» Work required:
Copy out every line from the one containing "of the wooden" through the last line, both included. Add 72 to each coordinate and leave everything else unchanged.

» Information given:
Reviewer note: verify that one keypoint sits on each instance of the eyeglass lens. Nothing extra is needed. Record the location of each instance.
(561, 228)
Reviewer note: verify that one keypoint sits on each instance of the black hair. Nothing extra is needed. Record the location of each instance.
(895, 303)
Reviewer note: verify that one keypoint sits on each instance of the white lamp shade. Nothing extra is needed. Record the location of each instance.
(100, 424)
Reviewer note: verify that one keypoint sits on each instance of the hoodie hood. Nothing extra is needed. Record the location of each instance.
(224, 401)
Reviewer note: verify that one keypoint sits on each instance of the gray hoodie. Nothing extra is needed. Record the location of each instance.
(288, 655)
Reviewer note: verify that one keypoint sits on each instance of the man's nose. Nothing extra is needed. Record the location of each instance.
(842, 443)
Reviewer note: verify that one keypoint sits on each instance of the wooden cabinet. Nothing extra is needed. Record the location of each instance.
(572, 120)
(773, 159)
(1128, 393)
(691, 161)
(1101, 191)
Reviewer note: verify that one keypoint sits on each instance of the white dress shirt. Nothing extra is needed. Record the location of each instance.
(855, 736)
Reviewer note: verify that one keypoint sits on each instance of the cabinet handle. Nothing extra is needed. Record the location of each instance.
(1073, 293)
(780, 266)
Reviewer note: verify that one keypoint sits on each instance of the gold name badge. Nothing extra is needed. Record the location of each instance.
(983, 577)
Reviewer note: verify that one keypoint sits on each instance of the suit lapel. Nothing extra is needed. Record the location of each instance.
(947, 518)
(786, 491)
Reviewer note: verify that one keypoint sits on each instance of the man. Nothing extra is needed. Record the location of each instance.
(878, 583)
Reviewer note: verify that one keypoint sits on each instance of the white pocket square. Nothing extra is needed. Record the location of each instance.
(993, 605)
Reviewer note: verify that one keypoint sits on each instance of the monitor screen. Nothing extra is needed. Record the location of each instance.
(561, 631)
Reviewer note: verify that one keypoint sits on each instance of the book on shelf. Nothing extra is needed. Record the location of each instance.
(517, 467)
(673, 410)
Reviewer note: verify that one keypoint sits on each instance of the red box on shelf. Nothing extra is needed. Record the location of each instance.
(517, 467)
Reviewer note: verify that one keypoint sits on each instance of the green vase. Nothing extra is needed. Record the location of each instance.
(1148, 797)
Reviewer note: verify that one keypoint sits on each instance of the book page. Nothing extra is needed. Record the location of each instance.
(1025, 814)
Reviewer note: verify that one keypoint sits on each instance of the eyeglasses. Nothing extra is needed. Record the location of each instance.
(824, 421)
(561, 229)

» Task result:
Reviewer note: verify that one keypoint sits on each instance of the wooden cabinet. Nothing extra is needed. Record the location of each instance.
(644, 192)
(845, 231)
(1200, 465)
(763, 233)
(1173, 263)
Reviewer note: verify that one keypoint sits on each instance of the white dress shirt. Nothing extra is needed. Record the location of each instance.
(927, 808)
Reviewer note: verify that one keypoint sits on each instance of the cabinet handle. Nothing extra is needed. Record the location of each instance.
(1145, 365)
(852, 338)
Reviewer note: verify that one keypoint sits on each instance of the gold name badge. Nothing extra is needed. Record the location of each instance.
(1055, 649)
Reviewer note: verify that one keypoint sits on each instance of the suit lapel. Nothing extra is needed. Record the location of each instance.
(1019, 590)
(858, 563)
Reviewer note: verify that one keypoint sits on each instance of the man. Nothing extra is needed. Record the location of each instance.
(950, 655)
Reviewer note: verify that one keypoint sits on each instance of the white pocket square. Nothing extra is needed. Record the location of each instance.
(1065, 677)
Reviewer note: verify that one keypoint sits on each instance of the monitor screen. Nothing extra is needed. Record the location of each instance.
(633, 703)
Reviewer note: verify that one keypoint sits on each instance of the book on shelf. Nothing extra is needed. Record the location of each instance.
(589, 539)
(745, 482)
Reviewer note: verify that one keypoint sits on each instance of the red box on shelf. Nothing extra is needed. Record the location of each instance.
(589, 539)
Reviewer note: verify that one keypoint sits on each instance of the green vase. Nothing extra is needed. Record the location of each instance.
(1220, 869)
Reviewer note: verify that one keypoint sits on each instance of the book page. Nothing extra is needed. Record the location of each instance.
(1097, 886)
Reviewer note: verify that one keypoint sits on each instance of the eyeglasses. Nothing extra is needed. Record the location of each instance.
(896, 493)
(633, 301)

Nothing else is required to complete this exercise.